## Page extract
Start of Block

If you have followed my writing in any capacity, you may have noticed that I have taken a break.

Can I be totally honest for a minute?

I had to stop writing because I was just so sick of it.

I was sick of being a widow.

I was sick of feeling like I had to defend my feelings. It didn’t matter if those feelings were grief related or not.

I was sick of being put into situations where I felt like I had to defend my feelings.

I was sick of being defined by my grief and my widowed status

I was sick of all the projections and expections. From others and from myself.

I was sick of the grief. It’s not like I asked for any of this to happen to me or my daughter.

I was sick of people trying to take advantage of me. Plot twist: A few were successful. Ironically these people are usually the most vocally outraged when you set boundaries.

I was sick of the people who made me feel like less of a person because I had to accept their help.

I was sick of living a life full of empty dreams.

I was sick of people telling me how to grieve and how to widow.

I was sick of people thinking that they have a say on how I live my life. Everyone has a gosh darn opinion and most aren’t afraid to share it.

I was sick of people telling me that I needed to forgive God.

I had finally had enough.

I needed to retreat and recharge.

All my writing was private. For myself only.

I needed a break from y’all.

I don’t know why I said “y’all”. I am not a Southern girl at all. New England through and through.

And no, I am not dissing Southerners. My Southern friends will agree with me.

The reality is that when I created this blog, I wrote as an outlet to process my feelings.

A way to figure out my grief.

While I can’t say that I have totally figured this grief thing out, but it is much more manageable. Sure, grief still catches me off-guard at times but I know how to handle those emotions now.

I don’t need to write a 1200 word blog post every time the grief monster hits.

And even if I did write a blog post every time grief makes a visit, I do not feel like it would be beneficial to me or to you.

Unfortunately, life never goes back to normal. And how could it? I can’t go back to my life as a wife and mother with the absence of the husband and father.

There’s a gaping hole in what is now my former “normal life”.

And the only person who can fill that gaping hole is never coming back. At least not in any Earthly form.

End of Block

## Questions on the material
• 1. From the blog post about widowhood and grief, list every complaint that begins with the words "I was sick of people."
• 2. Continue the blog post about widowhood and grief from the point at which it stops, keeping the writer's voice and short-paragraph style.
The saved data entries are not required for any of this work.

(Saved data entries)

Start of Block

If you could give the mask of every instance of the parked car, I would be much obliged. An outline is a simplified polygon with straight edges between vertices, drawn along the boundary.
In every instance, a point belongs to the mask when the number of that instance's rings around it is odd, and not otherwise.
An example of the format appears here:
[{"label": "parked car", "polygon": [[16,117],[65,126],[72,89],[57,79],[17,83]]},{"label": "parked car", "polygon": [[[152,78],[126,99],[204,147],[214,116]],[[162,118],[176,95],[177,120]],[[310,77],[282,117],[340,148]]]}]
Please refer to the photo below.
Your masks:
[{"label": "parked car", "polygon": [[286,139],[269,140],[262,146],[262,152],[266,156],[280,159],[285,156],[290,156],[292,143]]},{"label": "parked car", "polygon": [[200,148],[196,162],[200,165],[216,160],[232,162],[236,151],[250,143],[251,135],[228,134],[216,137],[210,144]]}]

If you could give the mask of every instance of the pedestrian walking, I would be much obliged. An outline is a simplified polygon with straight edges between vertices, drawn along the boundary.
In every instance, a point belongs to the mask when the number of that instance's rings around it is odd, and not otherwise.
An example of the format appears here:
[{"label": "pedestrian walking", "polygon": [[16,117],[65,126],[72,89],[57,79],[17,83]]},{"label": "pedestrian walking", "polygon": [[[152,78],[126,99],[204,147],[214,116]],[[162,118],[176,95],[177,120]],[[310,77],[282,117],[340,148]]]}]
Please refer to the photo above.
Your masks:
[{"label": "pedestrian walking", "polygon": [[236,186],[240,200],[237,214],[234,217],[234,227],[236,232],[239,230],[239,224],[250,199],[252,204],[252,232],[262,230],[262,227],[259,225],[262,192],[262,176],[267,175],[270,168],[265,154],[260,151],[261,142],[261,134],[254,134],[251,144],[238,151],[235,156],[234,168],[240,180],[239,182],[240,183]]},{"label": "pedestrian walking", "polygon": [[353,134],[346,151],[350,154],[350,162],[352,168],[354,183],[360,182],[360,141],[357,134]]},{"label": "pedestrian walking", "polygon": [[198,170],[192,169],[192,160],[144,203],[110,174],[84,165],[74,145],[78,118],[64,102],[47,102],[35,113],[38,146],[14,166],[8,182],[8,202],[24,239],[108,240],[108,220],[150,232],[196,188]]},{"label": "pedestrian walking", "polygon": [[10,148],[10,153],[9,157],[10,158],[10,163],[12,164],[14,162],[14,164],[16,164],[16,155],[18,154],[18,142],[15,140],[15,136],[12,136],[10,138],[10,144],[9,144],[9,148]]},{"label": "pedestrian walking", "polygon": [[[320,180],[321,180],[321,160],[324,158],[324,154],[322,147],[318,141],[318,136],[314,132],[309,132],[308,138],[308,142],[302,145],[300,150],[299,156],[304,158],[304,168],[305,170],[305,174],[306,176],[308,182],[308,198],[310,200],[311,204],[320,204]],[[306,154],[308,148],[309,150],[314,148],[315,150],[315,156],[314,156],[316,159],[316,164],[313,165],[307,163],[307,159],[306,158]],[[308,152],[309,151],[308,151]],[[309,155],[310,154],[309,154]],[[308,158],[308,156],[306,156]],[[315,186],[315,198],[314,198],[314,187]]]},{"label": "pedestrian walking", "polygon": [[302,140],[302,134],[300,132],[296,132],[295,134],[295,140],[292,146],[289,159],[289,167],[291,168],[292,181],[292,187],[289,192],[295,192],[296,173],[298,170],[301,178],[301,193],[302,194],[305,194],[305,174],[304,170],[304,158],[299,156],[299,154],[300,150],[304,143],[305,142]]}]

End of Block

## Response list
• 1.
1. I was sick of people trying to take advantage of me.
2. I was sick of people telling me how to grieve and how to widow.
3. I was sick of people thinking that they have a say on how I live my life.
4. I was sick of people telling me that I needed to forgive God.

• 2.
So I need to figure out exactly what my new normal is.

I took this time of grief and emotional upheaval and purging to question everything I once believed.

I questioned all my relationships. I started to realize which relationships were real and which relationships were fake. Some were surprising.

Once you start seeing the truth, you can’t unsee it. Even if it’s inconvenient.

I now have no choice but to live my truth. At least, the parts of my truth that I have figured out.

I am still working on that.

But really, all of us should be searching for our own truths.

As I search for my truth, I don’t feel comfortable sharing everything.

But I will share what I can.

So what can be expected from my blog at this phase-

1) Any grief related material I feel a need to write about.

2) Aspects of soul searching that I feel called to share.

3) Race-recaps. I ran a race and I still need to write up a recap.

Turning Inward: It’s not you, it’s me.

So January is almost over and I haven’t blogged.

I started 2019 with big plans for the blog.  I even scheduled blog posts into my google calendar.

Then the New Year happened.

And I just didn’t feel like it.

Kind of like Forrest Gump when he decided he didn’t want to run anymore.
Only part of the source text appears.